→ SET EXERCISE: Reproduce each of the records below word for word, with no changes.

→ DATA EXCERPTS:
** begin **
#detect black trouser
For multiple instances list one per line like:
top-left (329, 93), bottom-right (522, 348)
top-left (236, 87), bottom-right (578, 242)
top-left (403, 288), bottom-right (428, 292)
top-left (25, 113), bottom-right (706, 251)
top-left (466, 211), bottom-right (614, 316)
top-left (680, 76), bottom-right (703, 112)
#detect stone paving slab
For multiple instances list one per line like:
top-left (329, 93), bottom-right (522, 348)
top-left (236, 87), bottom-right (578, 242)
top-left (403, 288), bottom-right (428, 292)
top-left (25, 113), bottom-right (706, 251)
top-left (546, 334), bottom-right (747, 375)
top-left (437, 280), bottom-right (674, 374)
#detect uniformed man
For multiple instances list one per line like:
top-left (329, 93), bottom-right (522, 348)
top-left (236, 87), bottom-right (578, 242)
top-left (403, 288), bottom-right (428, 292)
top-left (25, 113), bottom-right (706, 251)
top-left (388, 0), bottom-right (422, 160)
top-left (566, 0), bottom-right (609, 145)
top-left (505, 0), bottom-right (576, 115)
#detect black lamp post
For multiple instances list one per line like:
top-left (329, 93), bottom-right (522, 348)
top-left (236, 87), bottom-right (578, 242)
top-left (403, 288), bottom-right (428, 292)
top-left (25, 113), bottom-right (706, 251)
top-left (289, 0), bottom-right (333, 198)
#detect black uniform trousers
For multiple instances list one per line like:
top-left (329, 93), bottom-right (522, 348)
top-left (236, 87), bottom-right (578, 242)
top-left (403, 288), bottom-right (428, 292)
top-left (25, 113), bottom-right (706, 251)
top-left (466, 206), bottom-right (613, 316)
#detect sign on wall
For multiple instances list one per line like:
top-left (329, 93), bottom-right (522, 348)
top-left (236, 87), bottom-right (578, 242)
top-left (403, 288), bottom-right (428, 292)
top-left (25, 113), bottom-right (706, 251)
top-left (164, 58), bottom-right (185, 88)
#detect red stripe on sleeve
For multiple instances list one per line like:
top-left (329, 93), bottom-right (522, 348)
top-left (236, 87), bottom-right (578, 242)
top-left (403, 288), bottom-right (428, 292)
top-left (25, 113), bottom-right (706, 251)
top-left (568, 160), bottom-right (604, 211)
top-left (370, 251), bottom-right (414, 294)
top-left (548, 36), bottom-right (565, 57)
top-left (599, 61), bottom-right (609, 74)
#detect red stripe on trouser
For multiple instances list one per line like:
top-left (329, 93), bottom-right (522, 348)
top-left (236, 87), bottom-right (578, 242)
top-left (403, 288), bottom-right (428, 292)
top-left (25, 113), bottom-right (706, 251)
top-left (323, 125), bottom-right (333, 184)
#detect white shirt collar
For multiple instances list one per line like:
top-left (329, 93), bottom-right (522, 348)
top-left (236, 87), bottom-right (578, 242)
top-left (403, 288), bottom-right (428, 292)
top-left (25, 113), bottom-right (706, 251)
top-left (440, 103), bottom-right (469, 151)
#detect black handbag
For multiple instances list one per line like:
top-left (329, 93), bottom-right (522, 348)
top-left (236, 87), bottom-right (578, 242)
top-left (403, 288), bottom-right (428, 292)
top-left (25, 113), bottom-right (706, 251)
** end **
→ OUTPUT FOR THIS EXERCISE:
#detect black trouser
For multiple instances list one per line like:
top-left (329, 93), bottom-right (522, 348)
top-left (236, 87), bottom-right (578, 242)
top-left (403, 288), bottom-right (428, 292)
top-left (25, 113), bottom-right (706, 251)
top-left (466, 211), bottom-right (614, 316)
top-left (680, 76), bottom-right (703, 112)
#detect stone paving slab
For multiple instances list one per line like:
top-left (329, 93), bottom-right (522, 348)
top-left (236, 87), bottom-right (578, 242)
top-left (403, 288), bottom-right (428, 292)
top-left (25, 113), bottom-right (706, 251)
top-left (546, 334), bottom-right (747, 375)
top-left (437, 280), bottom-right (674, 374)
#detect uniformed man
For multiple instances list one per line like:
top-left (329, 93), bottom-right (522, 348)
top-left (236, 87), bottom-right (578, 242)
top-left (403, 288), bottom-right (428, 292)
top-left (25, 113), bottom-right (706, 251)
top-left (388, 0), bottom-right (422, 160)
top-left (566, 0), bottom-right (609, 145)
top-left (505, 0), bottom-right (576, 115)
#detect black lamp post
For multiple instances list one per line like:
top-left (329, 93), bottom-right (522, 348)
top-left (236, 87), bottom-right (578, 242)
top-left (403, 288), bottom-right (428, 292)
top-left (25, 113), bottom-right (706, 251)
top-left (289, 0), bottom-right (333, 198)
#detect black uniform trousers
For multiple instances list one per line like:
top-left (329, 93), bottom-right (522, 348)
top-left (236, 87), bottom-right (578, 242)
top-left (403, 288), bottom-right (428, 292)
top-left (25, 113), bottom-right (706, 251)
top-left (466, 206), bottom-right (613, 316)
#detect sign on wall
For multiple instances list one per line like:
top-left (329, 93), bottom-right (522, 348)
top-left (236, 87), bottom-right (578, 242)
top-left (403, 288), bottom-right (428, 292)
top-left (25, 113), bottom-right (706, 251)
top-left (164, 58), bottom-right (185, 88)
#detect red stripe on sleeve
For multiple instances list one per line like:
top-left (329, 93), bottom-right (522, 348)
top-left (236, 87), bottom-right (578, 242)
top-left (403, 288), bottom-right (428, 292)
top-left (25, 113), bottom-right (706, 251)
top-left (568, 160), bottom-right (604, 211)
top-left (370, 251), bottom-right (414, 294)
top-left (548, 36), bottom-right (565, 57)
top-left (599, 61), bottom-right (609, 74)
#detect red stripe on trouser
For multiple instances list one per line like:
top-left (329, 93), bottom-right (522, 348)
top-left (236, 87), bottom-right (578, 242)
top-left (403, 288), bottom-right (428, 292)
top-left (25, 113), bottom-right (706, 251)
top-left (323, 125), bottom-right (333, 184)
#detect white shirt collar
For multiple instances list one per line like:
top-left (329, 93), bottom-right (522, 348)
top-left (236, 87), bottom-right (578, 242)
top-left (403, 288), bottom-right (428, 292)
top-left (25, 113), bottom-right (706, 251)
top-left (440, 103), bottom-right (469, 151)
#detect black handbag
For multiple instances list one per line like:
top-left (329, 93), bottom-right (522, 348)
top-left (236, 87), bottom-right (578, 242)
top-left (403, 288), bottom-right (428, 292)
top-left (25, 113), bottom-right (706, 251)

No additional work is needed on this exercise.